- GIVEN EXERCISE 1
Using the blog entry below about the Axanar YouTube channel, decide whether each statement agrees with it: (a) A reader named Joe Diaz forwarded the writer a tweet. (b) The writer contacted Alec Peters and The Real Stoggy to find out what happened. (c) The December 27 update has reached 196K views. Answer yes or no for each, and quote the deciding words from the blog entry.
- GIVEN EXERCISE 2
List every person whom the blog entry below about the Axanar YouTube channel names in all capital letters.
- GIVEN EXERCISE 3
Pick up the blog entry below about the Axanar YouTube channel with the sentence that follows its final one.
--- Begin EXTRACTED TEXT ---
Earlier today, I reported that an attempt had been made to hack into the AXANAR YouTube channel…pointing out that the prime suspect(s) was/were most likely one or more detractors.
Very quickly, one of my readers, JOE DIAZ, forwarded me the following tweet from one of the people managing the channel…
Other comments on my previous blog entry were now pointing to this tweet as proof that there was no hacking attempt. Naturally, if I’ve misreported something, I need to issue a retraction. But I first needed to verify that I had, in fact, misreported it. So I contacted ALEC PETERS and the aforementioned THE REAL STOGGY to ask what happened.
Here, as far as I can piece together, is the order in which things happened…
December – After uploading a series of quick “Axanar -Live” update videos shot with a cell phone over the previous months, Alec began posting higher-quality Axanar updates to YouTube, generating tens of thousands of views. One update from December 27 is currently up to 96K views.
--- End EXTRACTED TEXT ---
--- Begin SUPPLIED INFORMATION ---
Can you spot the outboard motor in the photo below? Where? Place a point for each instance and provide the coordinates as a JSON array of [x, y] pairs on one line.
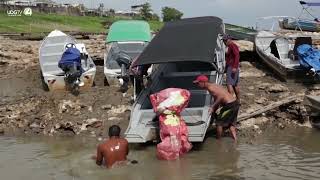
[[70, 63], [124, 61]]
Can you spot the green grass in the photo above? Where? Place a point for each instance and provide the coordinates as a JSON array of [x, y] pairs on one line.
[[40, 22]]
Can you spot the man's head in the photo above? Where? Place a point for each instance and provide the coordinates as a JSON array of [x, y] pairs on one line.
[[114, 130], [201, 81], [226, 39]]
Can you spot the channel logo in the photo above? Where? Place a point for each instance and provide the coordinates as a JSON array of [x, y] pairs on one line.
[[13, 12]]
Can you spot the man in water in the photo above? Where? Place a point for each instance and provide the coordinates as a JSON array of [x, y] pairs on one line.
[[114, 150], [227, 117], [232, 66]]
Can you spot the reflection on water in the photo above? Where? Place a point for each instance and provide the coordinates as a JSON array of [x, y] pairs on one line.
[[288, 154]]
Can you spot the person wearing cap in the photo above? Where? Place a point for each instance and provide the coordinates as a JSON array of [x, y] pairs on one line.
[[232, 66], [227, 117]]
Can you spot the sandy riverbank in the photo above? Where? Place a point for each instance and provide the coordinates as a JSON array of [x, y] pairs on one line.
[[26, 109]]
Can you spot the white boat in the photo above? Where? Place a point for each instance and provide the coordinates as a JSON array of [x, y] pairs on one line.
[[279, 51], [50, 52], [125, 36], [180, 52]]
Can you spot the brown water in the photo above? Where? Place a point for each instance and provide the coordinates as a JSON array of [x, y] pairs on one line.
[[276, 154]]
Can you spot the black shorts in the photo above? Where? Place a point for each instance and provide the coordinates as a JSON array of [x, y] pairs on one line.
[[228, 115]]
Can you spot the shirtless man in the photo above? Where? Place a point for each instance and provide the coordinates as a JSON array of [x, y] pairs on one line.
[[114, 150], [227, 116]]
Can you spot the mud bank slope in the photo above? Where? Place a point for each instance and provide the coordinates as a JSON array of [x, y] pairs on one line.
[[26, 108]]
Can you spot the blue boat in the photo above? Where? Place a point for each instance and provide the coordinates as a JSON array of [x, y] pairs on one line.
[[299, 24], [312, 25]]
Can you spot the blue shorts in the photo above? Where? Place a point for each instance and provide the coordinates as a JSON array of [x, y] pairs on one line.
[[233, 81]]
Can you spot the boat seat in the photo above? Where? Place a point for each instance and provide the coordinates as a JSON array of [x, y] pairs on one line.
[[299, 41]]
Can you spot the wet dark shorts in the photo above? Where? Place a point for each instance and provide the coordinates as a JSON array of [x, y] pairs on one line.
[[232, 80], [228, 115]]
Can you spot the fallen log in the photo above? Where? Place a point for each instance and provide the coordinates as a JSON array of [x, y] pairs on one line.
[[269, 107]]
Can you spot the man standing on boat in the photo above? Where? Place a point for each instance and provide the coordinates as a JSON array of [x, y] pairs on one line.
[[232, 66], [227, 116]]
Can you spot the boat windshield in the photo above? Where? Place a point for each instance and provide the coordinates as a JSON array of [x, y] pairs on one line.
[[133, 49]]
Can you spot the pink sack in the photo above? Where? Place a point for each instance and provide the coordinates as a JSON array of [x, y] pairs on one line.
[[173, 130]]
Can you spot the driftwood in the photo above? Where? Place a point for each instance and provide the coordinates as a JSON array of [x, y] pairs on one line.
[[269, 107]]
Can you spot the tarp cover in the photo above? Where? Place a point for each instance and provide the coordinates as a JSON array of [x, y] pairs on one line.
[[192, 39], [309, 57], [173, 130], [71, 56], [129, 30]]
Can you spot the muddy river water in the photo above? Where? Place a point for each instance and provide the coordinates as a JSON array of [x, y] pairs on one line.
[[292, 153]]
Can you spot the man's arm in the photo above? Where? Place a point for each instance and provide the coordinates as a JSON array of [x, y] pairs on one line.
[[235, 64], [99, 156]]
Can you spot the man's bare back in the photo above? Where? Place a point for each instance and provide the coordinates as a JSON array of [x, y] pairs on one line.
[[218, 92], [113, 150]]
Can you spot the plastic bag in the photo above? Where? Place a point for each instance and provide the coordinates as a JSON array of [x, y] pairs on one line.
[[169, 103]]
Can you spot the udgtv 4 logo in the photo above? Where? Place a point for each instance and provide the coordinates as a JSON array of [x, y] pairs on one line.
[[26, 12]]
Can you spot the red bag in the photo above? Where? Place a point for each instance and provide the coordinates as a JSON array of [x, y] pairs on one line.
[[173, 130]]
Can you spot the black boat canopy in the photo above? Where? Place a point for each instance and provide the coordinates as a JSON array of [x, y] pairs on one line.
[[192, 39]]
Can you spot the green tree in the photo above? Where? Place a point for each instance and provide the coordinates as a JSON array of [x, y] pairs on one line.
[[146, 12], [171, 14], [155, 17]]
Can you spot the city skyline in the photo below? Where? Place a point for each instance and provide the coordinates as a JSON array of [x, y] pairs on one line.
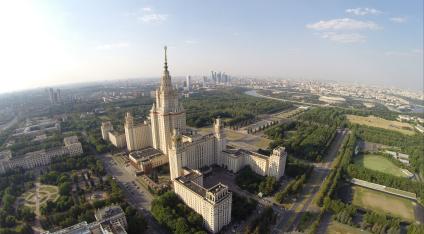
--- End SUPPLIED INFORMATION ---
- WRITTEN RESPONSE 1
(a) Yes: "one of my readers, JOE DIAZ, forwarded me the following tweet"
(b) Yes: "So I contacted ALEC PETERS and the aforementioned THE REAL STOGGY to ask what happened."
(c) No: "One update from December 27 is currently up to 96K views."

- WRITTEN RESPONSE 2
JOE DIAZ, ALEC PETERS, THE REAL STOGGY

- WRITTEN RESPONSE 3
January 5 – With the videos being so popular, Alec decided to create two YouTube channels: Axanar and Ares Studios. Actually, there had already been an Axanar YouTube channel, but it had been mostly dormant for a long while. Last night, three volunteers were given Manager status (Alec remained the channel owner), and began adding videos to the channel. There was a LOT of activity.
January 6, 8:43am EST – The two channels were suddenly shut down by YouTube. The only manage working on them at the time was the aforementioned Stoggy, who had pulled an all-nighter, and panicked when he was suddenly locked out. Here’s what he told me…
I was on the site and I thought I did something wrong when the termination window popped up. I thought, based on the best information that I had and my knowledge of YouTube mechanics, that I f*cked something up. It was about 8:43 in the morning when I contacted Alec that something went wrong.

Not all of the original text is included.